__Records from a collection__.
◇ ◇ ◇ ◇
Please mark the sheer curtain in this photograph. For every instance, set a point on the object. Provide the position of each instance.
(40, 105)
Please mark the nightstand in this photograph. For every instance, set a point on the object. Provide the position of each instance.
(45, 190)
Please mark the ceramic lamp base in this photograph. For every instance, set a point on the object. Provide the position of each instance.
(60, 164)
◇ ◇ ◇ ◇
__What needs to be done__.
Word for word, give back all of the records.

__Completed exercise__.
Please mark the sheer curtain in this photograph. For every instance, set a point on the object. Provide the position of each instance.
(40, 105)
Please mark the nightstand in this photograph. For every instance, set a point on the object. Provide the position of each instance.
(45, 190)
Please mark the ceramic lamp base in this photograph. For every instance, set a point on the object. Provide the position of each instance.
(60, 164)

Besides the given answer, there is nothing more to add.